**Task to complete**.
Render the rows below as a JSON list of strings, one string per line with blank lines omitted, starting at the line that contains "the laptop screen" and ending at the last line of the rows, both included.
— Start Dataset records —
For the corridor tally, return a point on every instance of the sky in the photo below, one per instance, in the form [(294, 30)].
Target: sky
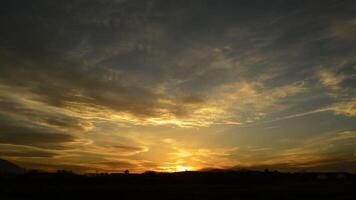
[(164, 85)]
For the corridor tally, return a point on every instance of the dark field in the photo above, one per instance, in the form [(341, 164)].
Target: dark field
[(185, 185)]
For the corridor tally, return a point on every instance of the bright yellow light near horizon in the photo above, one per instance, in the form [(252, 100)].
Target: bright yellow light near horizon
[(182, 168)]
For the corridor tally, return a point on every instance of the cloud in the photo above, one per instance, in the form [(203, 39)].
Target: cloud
[(32, 136), (18, 151)]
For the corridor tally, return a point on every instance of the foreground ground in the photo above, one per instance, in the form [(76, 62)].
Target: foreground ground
[(180, 186)]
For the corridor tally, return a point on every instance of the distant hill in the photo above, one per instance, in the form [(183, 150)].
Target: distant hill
[(8, 167)]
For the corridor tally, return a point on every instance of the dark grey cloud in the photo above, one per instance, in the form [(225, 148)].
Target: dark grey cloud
[(26, 153), (122, 47), (32, 136), (37, 116)]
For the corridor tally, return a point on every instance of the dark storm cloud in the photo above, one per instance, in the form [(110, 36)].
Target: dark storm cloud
[(32, 136), (40, 117), (123, 46), (20, 152)]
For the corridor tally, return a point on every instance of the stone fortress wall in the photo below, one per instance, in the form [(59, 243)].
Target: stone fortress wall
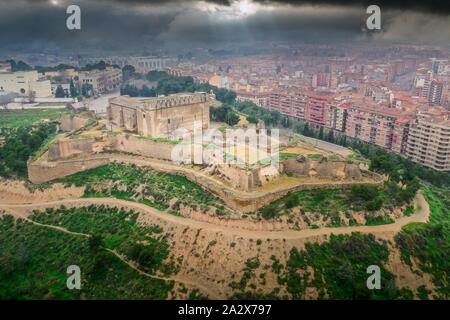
[(159, 117), (69, 122), (239, 177), (238, 185)]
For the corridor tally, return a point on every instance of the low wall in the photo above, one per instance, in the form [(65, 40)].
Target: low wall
[(323, 168), (141, 147), (70, 122), (46, 171)]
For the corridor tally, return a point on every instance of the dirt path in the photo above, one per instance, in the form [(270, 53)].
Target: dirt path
[(211, 294), (388, 229)]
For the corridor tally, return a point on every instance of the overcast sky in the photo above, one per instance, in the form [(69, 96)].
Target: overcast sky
[(112, 24)]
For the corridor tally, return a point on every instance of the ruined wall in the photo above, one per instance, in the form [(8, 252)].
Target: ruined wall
[(70, 122), (40, 172), (68, 148), (238, 177), (140, 146), (305, 167)]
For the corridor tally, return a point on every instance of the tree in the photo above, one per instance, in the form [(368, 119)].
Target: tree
[(95, 243), (252, 119), (231, 118), (87, 90), (60, 93), (73, 89), (129, 90), (128, 72)]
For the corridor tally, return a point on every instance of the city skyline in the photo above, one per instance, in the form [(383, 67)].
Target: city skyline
[(107, 25)]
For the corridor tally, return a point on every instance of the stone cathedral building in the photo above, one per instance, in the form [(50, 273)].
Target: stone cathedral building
[(158, 117)]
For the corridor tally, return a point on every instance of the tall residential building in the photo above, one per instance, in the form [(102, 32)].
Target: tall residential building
[(429, 141), (385, 127), (317, 108), (288, 104), (25, 83), (435, 93), (102, 81)]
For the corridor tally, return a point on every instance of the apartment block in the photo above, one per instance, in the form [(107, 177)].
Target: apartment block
[(385, 127), (288, 104), (102, 81), (25, 83)]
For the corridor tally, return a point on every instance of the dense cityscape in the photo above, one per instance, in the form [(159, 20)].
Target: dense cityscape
[(224, 150)]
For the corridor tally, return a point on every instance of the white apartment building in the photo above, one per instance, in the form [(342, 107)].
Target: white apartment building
[(25, 83), (102, 81), (429, 141)]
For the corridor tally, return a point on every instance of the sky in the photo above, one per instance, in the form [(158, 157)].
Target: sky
[(135, 24)]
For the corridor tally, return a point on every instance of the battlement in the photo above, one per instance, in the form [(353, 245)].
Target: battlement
[(175, 100)]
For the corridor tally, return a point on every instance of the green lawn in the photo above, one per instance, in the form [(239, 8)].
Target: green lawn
[(26, 117), (34, 260), (429, 243), (145, 185)]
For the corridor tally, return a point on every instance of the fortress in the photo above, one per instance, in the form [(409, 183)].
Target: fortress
[(138, 131), (159, 117)]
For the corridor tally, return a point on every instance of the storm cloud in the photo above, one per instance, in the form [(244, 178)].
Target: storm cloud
[(148, 24)]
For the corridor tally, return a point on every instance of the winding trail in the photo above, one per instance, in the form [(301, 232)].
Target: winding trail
[(24, 210), (211, 294), (422, 215)]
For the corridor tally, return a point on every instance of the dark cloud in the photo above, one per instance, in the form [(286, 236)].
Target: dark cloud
[(429, 6), (133, 25)]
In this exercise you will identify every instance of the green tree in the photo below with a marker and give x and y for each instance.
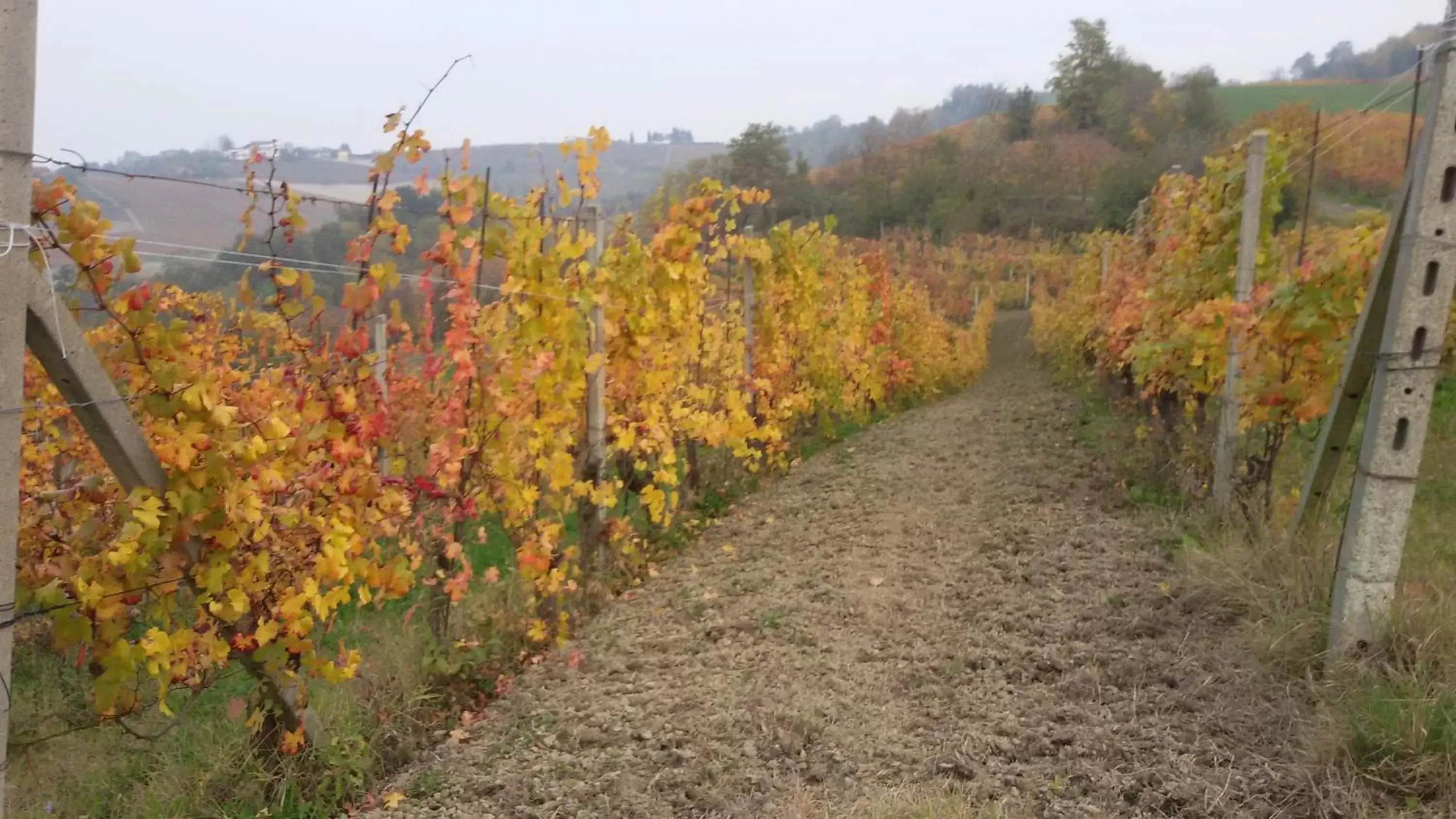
(1021, 111)
(1085, 73)
(1202, 113)
(759, 158)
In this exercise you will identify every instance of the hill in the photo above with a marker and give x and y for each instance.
(1241, 102)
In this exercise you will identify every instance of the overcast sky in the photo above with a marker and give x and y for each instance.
(150, 75)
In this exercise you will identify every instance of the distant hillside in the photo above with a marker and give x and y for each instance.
(1241, 102)
(830, 142)
(1391, 57)
(209, 217)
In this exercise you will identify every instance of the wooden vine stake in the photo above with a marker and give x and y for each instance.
(1250, 223)
(747, 331)
(17, 133)
(592, 515)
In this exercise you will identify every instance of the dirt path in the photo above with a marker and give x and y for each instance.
(948, 616)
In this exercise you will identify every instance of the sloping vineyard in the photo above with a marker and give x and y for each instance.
(311, 472)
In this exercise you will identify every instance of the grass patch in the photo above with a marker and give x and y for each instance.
(1241, 102)
(1387, 721)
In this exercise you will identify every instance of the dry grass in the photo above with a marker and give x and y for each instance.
(931, 801)
(1381, 738)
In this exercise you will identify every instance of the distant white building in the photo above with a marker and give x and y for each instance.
(244, 153)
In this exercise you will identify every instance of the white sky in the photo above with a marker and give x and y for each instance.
(150, 75)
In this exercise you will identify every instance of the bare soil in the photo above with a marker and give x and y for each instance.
(951, 614)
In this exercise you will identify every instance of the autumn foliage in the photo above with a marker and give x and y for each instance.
(305, 479)
(1161, 315)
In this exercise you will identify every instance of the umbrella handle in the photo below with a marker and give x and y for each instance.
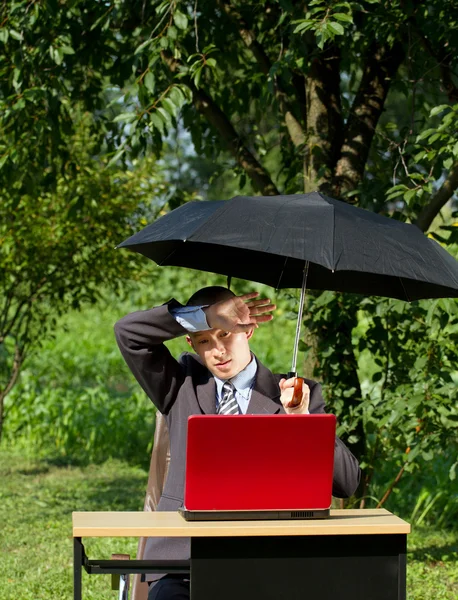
(297, 394)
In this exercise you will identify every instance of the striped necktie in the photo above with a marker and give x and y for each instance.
(228, 404)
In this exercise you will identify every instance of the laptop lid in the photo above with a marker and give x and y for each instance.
(259, 462)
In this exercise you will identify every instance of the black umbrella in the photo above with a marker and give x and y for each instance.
(299, 240)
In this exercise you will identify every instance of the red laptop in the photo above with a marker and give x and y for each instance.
(246, 467)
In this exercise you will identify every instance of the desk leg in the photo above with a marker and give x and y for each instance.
(78, 553)
(353, 567)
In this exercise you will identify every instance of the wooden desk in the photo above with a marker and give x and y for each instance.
(354, 555)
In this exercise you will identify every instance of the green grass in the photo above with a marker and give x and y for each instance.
(38, 497)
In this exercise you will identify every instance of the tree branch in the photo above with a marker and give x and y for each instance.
(16, 368)
(324, 119)
(381, 66)
(295, 130)
(387, 494)
(442, 57)
(216, 117)
(440, 198)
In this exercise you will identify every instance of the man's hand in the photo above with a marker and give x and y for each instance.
(240, 313)
(287, 390)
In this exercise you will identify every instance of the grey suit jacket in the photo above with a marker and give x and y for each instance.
(184, 387)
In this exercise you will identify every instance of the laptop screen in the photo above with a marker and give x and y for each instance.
(259, 462)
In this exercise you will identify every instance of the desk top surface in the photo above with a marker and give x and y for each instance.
(172, 524)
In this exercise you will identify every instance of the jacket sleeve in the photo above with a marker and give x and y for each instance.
(347, 473)
(140, 337)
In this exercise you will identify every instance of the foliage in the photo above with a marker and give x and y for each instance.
(76, 401)
(407, 356)
(36, 545)
(324, 93)
(57, 244)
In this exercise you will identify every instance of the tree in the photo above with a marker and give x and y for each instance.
(57, 244)
(303, 95)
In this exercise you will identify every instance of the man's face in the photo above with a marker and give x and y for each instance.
(224, 354)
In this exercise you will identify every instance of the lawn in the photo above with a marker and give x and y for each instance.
(38, 497)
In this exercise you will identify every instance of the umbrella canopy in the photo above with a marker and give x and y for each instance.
(269, 239)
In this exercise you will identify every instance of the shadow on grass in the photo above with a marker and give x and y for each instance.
— End Dataset records —
**Result of this task**.
[
  "In this exercise you will identify every instance of the laptop screen in the photo above with a marker and give x and y for each instance.",
  "(259, 462)",
  "In this exercise you will identify every instance of the desk top surface in the photo above with a marker and give x and y for each instance.",
  "(172, 524)",
  "In this exercise you will identify every instance of the jacket sleeve in the photo above with a marker and give x and y for each instance.",
  "(347, 473)",
  "(140, 337)",
  "In this exercise you will identify every instance of the foliage in the photo above with a marker and give x and y for each instance.",
  "(76, 401)",
  "(407, 356)",
  "(36, 545)",
  "(324, 93)",
  "(57, 244)",
  "In this exercise you will identify every instance of the tree in the photo above with a marker and give x and y for each instance.",
  "(57, 244)",
  "(303, 95)",
  "In this exercise you will identify every instance of the man's face in the photo above with a marker and give x and y for each instance.",
  "(224, 354)",
  "In this exercise you will identify every instance of the lawn in the photo above with a marker and give x and y for each instance.",
  "(38, 497)",
  "In this exercise you will identify every instance of the umbrella canopy in the photo above with a marker and give x and y for each instance.",
  "(269, 239)",
  "In this exercise you will identify every instance of the shadow on grass in the photo above with a marker and give x and y for each instance."
]